— Study text —
- Opening Delimiter -
Protected site and nature reserve in York, England

Askham Bog is small area of peat bog and Site of Special Scientific Interest situated within the Vale of York in North Yorkshire, England. It lies to the south-west of York, north of Copmanthorpe and near Askham Richard and Askham Bryan. It is regarded as one of the most ecologically diverse sites in Northern England.

During the 2010s, a development of 500 houses was proposed for the edge of the bog on the outskirts of York city, but this was overturned in 2020.

==History and geographical formation==

Askham Bog formed in the Vale of York in a hollow which was flooded by meltwater from the last glacial retreat about 15,000 years ago. Two ridges of terminal moraine had formed on either side of the hollow, trapping the glacial meltwater between and behind them.

The bog's lowest layer is made up of sealed boulder clay, sand, and gravel. Above this is a distinct layer of organic deposits, which collectively reflect a series of biological and geological periods. The basal clay layer is covered by additional lake clay and nutrient-rich nekron mud, which is supplied by the surrounding moraines. Further up, there are layers of fen peat and sphagnum peat. The latter contains traces of Scorpidium and Eriophorum. The Nekron peat layer reflects a permanent shift to a relatively warm post-glacial climate. Formed during this time, this layer contains an abundance of plant remains, indicating a period of rich floral growth. Some of these plants include Potamogeton, holly-leaved naiad and bogbean.

When common reed colonised the bog, as evidenced by the presence of fossilised root fragments immediately above the Nekron bog layer, the extent of open water decreased. Consequently, a layer of fen peat gradually built up above the bog mud in the centre of the bog to form a raised bog. The increased elevation in the centre cut the bog off from the direct influx of base-rich water from the surrounding land. Rainfall leached out existing bases in the raised peat, leading to a net loss of bases from the peat in the centre of the bog. This gradual loss of bases increased the soil's acidity and caused the loss of the original rich bog community that previously covered the whole area.
- Closing Delimiter -
Extracted data entries:
- Opening Delimiter -
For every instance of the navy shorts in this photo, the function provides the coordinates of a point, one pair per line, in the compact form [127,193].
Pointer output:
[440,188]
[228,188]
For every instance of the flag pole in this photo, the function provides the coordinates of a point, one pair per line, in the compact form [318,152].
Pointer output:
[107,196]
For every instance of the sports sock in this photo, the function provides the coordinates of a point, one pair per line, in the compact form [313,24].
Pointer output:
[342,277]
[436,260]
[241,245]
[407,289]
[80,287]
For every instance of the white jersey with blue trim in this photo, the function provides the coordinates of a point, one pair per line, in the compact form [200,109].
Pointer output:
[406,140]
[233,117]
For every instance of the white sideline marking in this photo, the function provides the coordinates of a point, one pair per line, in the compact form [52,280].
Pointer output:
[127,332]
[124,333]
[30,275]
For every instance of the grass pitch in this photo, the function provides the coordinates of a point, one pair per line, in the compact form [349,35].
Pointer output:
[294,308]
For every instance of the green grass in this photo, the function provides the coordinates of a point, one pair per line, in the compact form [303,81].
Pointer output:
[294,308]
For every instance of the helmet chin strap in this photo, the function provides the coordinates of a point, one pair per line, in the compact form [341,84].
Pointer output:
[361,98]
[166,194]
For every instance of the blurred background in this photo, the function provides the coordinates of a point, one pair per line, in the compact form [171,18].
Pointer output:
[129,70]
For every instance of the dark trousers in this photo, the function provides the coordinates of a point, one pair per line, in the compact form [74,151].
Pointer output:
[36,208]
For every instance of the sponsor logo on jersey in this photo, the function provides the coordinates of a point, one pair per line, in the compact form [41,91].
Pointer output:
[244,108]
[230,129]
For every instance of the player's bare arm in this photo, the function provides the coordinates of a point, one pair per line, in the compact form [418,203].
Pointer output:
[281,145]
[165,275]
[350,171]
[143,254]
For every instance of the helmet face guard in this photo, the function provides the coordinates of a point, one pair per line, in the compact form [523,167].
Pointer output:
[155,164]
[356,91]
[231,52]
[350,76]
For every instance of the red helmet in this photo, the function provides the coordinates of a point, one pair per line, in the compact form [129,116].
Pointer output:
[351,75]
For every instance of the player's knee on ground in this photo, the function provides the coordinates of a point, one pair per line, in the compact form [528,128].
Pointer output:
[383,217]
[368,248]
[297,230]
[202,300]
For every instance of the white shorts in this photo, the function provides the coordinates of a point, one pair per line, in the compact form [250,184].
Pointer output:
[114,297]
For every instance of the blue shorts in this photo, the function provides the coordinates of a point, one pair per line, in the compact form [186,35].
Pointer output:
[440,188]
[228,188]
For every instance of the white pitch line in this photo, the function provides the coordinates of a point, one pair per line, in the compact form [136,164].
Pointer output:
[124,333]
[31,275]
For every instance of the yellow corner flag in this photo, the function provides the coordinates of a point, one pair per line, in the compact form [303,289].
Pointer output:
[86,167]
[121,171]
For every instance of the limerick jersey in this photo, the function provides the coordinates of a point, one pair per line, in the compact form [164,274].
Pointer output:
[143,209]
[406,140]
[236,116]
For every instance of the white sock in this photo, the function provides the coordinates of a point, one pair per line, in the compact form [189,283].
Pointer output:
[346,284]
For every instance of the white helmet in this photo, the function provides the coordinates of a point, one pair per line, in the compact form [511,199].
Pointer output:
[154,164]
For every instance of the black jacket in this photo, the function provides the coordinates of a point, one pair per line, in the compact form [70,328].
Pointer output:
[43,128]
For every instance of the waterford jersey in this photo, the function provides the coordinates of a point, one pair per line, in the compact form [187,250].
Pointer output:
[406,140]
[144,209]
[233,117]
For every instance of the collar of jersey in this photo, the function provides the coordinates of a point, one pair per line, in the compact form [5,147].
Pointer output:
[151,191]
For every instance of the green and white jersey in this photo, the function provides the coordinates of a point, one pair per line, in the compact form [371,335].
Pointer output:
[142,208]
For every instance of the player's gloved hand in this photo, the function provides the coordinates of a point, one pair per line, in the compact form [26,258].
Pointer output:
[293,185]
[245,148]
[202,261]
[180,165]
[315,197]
- Closing Delimiter -
— Work instruction —
After the records, reproduce the stretch of the Askham Bog text from "Askham Bog is" through "in Northern England.".

— Output below —
Askham Bog is small area of peat bog and Site of Special Scientific Interest situated within the Vale of York in North Yorkshire, England. It lies to the south-west of York, north of Copmanthorpe and near Askham Richard and Askham Bryan. It is regarded as one of the most ecologically diverse sites in Northern England.